▶ _WORK TO COMPLETE_
Transcribe each of the records below verbatim, omitting the picture from your transcription.

▶ _ITEMS_
►
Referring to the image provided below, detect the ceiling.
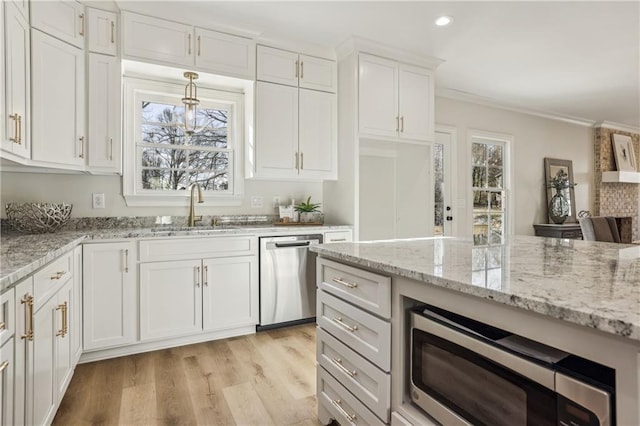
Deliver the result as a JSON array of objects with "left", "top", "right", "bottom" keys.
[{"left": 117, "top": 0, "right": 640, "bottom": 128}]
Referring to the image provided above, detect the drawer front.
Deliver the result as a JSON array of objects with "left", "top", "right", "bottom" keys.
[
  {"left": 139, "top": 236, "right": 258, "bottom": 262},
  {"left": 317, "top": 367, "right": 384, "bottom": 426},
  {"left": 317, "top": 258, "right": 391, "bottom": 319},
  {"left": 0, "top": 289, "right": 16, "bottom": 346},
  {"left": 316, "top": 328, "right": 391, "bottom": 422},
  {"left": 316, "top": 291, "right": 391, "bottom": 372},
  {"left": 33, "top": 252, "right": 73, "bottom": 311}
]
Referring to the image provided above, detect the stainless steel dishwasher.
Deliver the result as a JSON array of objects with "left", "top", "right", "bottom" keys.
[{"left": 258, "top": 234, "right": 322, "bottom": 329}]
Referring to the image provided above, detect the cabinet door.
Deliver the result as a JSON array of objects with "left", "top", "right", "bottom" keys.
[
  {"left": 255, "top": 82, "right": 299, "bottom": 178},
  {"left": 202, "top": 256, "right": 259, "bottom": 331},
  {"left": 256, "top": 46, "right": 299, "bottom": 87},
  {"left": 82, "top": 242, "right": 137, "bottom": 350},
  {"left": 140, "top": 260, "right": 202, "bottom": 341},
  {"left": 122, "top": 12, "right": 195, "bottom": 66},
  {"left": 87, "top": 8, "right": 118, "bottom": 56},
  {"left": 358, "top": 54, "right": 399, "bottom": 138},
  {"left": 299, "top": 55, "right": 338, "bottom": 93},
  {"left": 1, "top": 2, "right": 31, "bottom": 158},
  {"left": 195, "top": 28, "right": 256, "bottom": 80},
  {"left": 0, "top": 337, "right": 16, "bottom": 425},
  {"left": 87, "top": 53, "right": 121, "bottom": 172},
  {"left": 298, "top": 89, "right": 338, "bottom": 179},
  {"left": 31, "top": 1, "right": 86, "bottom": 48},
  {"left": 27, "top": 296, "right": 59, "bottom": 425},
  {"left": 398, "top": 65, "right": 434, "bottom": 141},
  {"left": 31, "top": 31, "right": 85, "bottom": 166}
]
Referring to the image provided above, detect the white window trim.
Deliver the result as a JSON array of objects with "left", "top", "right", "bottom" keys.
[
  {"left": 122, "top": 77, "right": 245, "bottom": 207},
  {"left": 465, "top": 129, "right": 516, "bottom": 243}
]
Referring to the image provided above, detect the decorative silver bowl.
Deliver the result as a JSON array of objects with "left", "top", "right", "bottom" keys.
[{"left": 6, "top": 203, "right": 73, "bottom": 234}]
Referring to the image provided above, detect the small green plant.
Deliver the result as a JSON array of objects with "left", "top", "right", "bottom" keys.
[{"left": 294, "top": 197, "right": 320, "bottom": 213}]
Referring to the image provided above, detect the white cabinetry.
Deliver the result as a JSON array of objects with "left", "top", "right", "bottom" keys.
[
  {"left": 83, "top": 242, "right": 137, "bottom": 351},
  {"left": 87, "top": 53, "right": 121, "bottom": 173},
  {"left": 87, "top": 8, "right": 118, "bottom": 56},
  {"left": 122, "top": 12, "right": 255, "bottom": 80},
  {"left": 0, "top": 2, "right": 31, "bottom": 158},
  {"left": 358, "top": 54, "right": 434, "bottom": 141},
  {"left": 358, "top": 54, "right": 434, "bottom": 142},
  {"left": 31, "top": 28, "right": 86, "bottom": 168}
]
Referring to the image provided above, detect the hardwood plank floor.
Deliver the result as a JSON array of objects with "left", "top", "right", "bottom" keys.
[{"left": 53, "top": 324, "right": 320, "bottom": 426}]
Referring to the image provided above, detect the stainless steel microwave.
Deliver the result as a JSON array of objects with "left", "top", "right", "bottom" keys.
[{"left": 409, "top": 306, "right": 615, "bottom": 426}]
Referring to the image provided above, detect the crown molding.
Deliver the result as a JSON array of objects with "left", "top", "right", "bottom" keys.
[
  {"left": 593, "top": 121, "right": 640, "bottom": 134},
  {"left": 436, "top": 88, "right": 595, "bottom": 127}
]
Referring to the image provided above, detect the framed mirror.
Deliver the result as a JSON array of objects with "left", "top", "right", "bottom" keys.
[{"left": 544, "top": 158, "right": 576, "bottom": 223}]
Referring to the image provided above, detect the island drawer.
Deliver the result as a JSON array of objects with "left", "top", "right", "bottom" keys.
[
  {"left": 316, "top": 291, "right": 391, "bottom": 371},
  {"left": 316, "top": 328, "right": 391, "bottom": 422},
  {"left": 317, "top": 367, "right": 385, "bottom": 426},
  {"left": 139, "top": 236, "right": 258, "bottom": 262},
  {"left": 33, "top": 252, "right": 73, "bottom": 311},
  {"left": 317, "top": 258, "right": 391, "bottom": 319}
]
◄
▶ _OUTPUT OF THE TASK_
Referring to the image provided below, detect the ceiling.
Deliver the result as a JSON array of objects with "left", "top", "right", "bottom" keys.
[{"left": 117, "top": 0, "right": 640, "bottom": 128}]
Referring to the image provided above, detect the drawer front.
Deliver the result as a JSON array of objects with "left", "top", "right", "bottom" keys.
[
  {"left": 139, "top": 236, "right": 258, "bottom": 262},
  {"left": 317, "top": 367, "right": 384, "bottom": 426},
  {"left": 317, "top": 258, "right": 391, "bottom": 319},
  {"left": 0, "top": 289, "right": 16, "bottom": 346},
  {"left": 316, "top": 328, "right": 391, "bottom": 422},
  {"left": 316, "top": 291, "right": 391, "bottom": 372},
  {"left": 33, "top": 252, "right": 73, "bottom": 311}
]
Referring to the image provided above, detect the stainless steel dishwasher.
Deliver the result as a JSON array of objects with "left", "top", "right", "bottom" keys.
[{"left": 258, "top": 234, "right": 322, "bottom": 329}]
Referring to the image provided above, detect the cabinet door.
Deliver the result as a JSON array of objects with "left", "top", "right", "bottom" keys.
[
  {"left": 255, "top": 82, "right": 299, "bottom": 178},
  {"left": 202, "top": 256, "right": 259, "bottom": 331},
  {"left": 256, "top": 46, "right": 299, "bottom": 87},
  {"left": 82, "top": 242, "right": 137, "bottom": 350},
  {"left": 140, "top": 260, "right": 202, "bottom": 341},
  {"left": 122, "top": 12, "right": 195, "bottom": 66},
  {"left": 87, "top": 8, "right": 118, "bottom": 56},
  {"left": 358, "top": 54, "right": 399, "bottom": 138},
  {"left": 299, "top": 55, "right": 338, "bottom": 93},
  {"left": 1, "top": 2, "right": 31, "bottom": 158},
  {"left": 195, "top": 28, "right": 256, "bottom": 80},
  {"left": 0, "top": 337, "right": 16, "bottom": 425},
  {"left": 87, "top": 53, "right": 121, "bottom": 172},
  {"left": 298, "top": 89, "right": 338, "bottom": 179},
  {"left": 31, "top": 1, "right": 86, "bottom": 48},
  {"left": 27, "top": 296, "right": 59, "bottom": 425},
  {"left": 398, "top": 65, "right": 434, "bottom": 141},
  {"left": 31, "top": 31, "right": 85, "bottom": 166}
]
Referring to the image provided above, detect the white window trim.
Deliver the result as a JSON array of objects with "left", "top", "right", "bottom" keys.
[
  {"left": 122, "top": 77, "right": 245, "bottom": 207},
  {"left": 465, "top": 129, "right": 516, "bottom": 243}
]
Referring to the image provided above, detect the decorative silver bowl.
Deliver the result as a JSON array of objects with "left", "top", "right", "bottom" keys.
[{"left": 6, "top": 203, "right": 73, "bottom": 234}]
Referring to the image provided above, detect the small green plant.
Deliver the result as a JSON array of objects with "left", "top", "right", "bottom" keys.
[{"left": 294, "top": 197, "right": 320, "bottom": 213}]
Referring to the image provided above, detect the white cabinetry.
Deliver the result as a JSON array of objects with "left", "top", "right", "bottom" keys.
[
  {"left": 83, "top": 242, "right": 137, "bottom": 351},
  {"left": 87, "top": 53, "right": 121, "bottom": 173},
  {"left": 87, "top": 8, "right": 118, "bottom": 56},
  {"left": 122, "top": 12, "right": 255, "bottom": 80},
  {"left": 0, "top": 2, "right": 31, "bottom": 158},
  {"left": 358, "top": 54, "right": 434, "bottom": 141},
  {"left": 358, "top": 54, "right": 434, "bottom": 142},
  {"left": 31, "top": 28, "right": 86, "bottom": 168}
]
Referring to the image provided above, detect the hardwood plank floor.
Deliver the result as a JSON array of objects with "left", "top", "right", "bottom" keys.
[{"left": 53, "top": 324, "right": 320, "bottom": 426}]
Referring to the image provided above, detect the stainless steel microwave.
Deliver the result as a JSON array of objects with "left", "top", "right", "bottom" keys.
[{"left": 409, "top": 306, "right": 615, "bottom": 426}]
Referring to the image provided above, detect the crown molding.
Deliver the result as a JSON array of objects with "left", "top", "right", "bottom" keys.
[
  {"left": 593, "top": 121, "right": 640, "bottom": 134},
  {"left": 436, "top": 88, "right": 595, "bottom": 127}
]
Referring to the image provided above, detect the framed mirror.
Deliver the result as a JSON array of objects with "left", "top", "right", "bottom" keys.
[{"left": 544, "top": 158, "right": 576, "bottom": 223}]
Referring to the image provided above, detect the island drawer.
Deliver the result as a JSON array of objects with "left", "top", "right", "bottom" keys.
[
  {"left": 316, "top": 291, "right": 391, "bottom": 371},
  {"left": 316, "top": 328, "right": 391, "bottom": 422},
  {"left": 317, "top": 367, "right": 385, "bottom": 426},
  {"left": 139, "top": 236, "right": 258, "bottom": 262},
  {"left": 33, "top": 252, "right": 73, "bottom": 311},
  {"left": 317, "top": 258, "right": 391, "bottom": 319}
]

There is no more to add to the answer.